#### [GOAL]
Look below for the line with "of the drainpipe.". Extract that line and each one after it through the last, word for word.

# start of MATERIAL SUPPLIED

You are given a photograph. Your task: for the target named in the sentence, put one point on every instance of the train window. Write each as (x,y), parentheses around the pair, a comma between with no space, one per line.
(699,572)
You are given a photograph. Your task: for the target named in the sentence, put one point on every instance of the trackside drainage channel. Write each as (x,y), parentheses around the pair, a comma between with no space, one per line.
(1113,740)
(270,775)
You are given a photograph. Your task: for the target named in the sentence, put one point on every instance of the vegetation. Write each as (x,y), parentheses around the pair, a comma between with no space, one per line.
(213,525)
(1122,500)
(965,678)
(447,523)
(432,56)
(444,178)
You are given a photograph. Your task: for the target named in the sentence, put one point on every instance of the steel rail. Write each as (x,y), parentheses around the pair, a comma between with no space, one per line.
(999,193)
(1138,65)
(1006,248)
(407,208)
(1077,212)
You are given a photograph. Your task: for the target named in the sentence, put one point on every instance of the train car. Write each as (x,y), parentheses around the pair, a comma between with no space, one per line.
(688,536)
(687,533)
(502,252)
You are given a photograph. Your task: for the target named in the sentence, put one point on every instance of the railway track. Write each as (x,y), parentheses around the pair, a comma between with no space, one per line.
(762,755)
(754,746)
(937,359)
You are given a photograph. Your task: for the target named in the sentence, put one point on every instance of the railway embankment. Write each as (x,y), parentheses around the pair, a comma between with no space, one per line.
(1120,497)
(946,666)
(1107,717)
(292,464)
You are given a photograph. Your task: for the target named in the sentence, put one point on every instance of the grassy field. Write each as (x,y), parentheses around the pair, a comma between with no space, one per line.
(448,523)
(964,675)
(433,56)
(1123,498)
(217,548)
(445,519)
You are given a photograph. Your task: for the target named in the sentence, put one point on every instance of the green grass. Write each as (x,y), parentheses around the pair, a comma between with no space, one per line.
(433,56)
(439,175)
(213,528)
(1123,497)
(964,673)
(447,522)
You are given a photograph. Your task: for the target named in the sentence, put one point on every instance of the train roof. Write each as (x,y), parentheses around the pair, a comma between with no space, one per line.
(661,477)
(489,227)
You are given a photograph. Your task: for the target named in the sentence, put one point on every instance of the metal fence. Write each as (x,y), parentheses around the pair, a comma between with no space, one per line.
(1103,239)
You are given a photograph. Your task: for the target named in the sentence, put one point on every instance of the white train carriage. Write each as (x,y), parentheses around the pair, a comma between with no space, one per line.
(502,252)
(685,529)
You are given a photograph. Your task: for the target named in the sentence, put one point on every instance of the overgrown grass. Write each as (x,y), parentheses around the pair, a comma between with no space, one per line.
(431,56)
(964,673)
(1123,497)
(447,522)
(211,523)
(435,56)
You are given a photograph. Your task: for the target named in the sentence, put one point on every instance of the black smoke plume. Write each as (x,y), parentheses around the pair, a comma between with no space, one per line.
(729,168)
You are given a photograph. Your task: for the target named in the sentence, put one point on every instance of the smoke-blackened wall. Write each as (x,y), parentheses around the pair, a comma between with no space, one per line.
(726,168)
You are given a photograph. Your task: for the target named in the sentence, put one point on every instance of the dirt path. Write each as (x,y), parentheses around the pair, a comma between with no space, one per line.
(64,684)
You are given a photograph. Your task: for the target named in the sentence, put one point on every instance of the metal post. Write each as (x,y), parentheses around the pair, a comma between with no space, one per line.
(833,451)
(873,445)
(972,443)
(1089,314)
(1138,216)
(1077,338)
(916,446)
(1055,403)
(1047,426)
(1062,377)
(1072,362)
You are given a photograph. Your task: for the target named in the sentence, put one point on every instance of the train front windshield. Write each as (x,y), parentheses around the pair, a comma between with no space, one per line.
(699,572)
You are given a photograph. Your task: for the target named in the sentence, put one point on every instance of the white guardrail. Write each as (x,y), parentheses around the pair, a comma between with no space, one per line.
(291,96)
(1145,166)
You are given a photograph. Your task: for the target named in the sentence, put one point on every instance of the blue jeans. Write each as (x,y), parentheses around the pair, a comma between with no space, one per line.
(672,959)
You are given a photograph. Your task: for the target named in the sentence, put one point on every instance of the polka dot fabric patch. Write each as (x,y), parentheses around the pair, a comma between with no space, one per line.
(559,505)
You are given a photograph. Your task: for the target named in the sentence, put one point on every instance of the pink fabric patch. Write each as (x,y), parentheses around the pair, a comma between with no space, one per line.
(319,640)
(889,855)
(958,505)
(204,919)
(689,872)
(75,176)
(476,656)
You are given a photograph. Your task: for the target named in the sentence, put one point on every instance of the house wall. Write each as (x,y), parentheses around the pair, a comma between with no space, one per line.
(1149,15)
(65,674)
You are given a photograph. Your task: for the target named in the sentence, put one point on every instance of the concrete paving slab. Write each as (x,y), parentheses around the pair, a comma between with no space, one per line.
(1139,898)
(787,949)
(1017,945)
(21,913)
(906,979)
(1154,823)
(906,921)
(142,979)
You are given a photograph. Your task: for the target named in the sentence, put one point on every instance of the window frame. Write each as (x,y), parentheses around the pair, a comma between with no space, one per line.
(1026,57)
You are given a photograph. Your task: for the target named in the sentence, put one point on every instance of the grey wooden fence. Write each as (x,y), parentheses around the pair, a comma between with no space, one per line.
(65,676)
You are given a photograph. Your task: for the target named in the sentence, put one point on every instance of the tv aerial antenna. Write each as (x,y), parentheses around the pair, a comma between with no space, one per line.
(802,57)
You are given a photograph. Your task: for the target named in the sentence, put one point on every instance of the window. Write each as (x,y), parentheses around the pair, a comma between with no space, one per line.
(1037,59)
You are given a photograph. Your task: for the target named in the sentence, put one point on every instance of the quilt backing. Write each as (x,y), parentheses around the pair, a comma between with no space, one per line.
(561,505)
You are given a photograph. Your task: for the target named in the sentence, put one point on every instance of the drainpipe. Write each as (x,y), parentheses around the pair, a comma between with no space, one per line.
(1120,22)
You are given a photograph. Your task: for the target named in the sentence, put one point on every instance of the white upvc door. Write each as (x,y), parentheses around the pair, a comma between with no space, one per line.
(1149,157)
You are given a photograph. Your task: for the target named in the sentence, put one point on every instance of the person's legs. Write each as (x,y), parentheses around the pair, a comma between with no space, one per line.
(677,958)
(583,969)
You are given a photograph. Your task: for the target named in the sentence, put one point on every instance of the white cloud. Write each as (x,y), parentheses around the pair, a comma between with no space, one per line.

# end of MATERIAL SUPPLIED

#### [EXERCISE OUTPUT]
You are given a photograph. Your task: for the target named in the sentence, put one point on every instance of the drainpipe. Write each as (x,y), parentheses around the pair, a comma between with no space, one per line.
(1120,22)
You are given a photograph. Your task: for the target named in the sentence, put one point on every instance of the white upvc door. Write each as (x,y), parentheses around the pair, a comma between with no space, one per line.
(1149,157)
You are given a photograph. Your task: for the target named in the sentence, put one point on every instance of the person's legs. Write each as (x,y), parentheses around the pair, a comma between with no space, one per line.
(677,958)
(583,969)
You are given a photograph. Your task: for the target named in the sentence, put one point on every instance of the white cloud. Write each as (x,y), parentheses around the pair, a comma between with no space, one per line.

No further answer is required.